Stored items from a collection
---+---

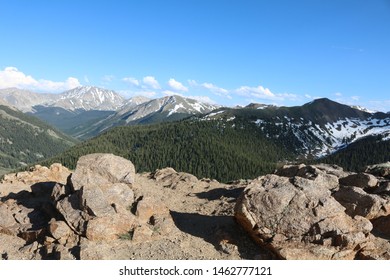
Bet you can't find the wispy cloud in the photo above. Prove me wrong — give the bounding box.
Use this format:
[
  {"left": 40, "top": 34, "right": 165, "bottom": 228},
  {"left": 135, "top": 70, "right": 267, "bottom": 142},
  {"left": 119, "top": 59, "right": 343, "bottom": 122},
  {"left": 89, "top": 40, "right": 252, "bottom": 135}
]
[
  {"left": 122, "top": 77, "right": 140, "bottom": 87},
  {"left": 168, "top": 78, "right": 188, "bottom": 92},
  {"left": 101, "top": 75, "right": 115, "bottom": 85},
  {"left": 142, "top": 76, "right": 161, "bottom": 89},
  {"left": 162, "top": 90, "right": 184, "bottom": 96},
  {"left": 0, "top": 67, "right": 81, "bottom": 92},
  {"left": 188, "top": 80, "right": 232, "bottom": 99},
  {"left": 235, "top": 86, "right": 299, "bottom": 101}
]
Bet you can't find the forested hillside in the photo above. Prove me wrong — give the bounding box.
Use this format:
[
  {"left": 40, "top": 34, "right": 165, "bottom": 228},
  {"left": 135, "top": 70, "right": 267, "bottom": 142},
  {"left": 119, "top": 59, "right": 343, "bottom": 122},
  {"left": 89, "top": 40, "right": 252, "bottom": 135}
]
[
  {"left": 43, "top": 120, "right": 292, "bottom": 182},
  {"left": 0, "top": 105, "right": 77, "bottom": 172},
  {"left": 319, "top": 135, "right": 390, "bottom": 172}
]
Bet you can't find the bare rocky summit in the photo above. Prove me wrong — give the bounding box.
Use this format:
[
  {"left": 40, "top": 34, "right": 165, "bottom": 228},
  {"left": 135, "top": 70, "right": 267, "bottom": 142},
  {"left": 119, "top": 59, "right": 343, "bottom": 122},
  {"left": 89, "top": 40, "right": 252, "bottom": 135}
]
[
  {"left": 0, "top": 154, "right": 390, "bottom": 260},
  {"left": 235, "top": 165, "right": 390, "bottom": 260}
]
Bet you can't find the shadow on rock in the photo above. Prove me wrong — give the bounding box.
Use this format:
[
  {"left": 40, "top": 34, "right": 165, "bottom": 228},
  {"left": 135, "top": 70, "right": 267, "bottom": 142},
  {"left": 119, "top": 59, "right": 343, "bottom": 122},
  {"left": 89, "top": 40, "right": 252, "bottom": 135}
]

---+---

## EXERCISE DESCRIPTION
State how many lines in the listing above contain the word "give". Reply with the number alone.

## RESPONSE BELOW
4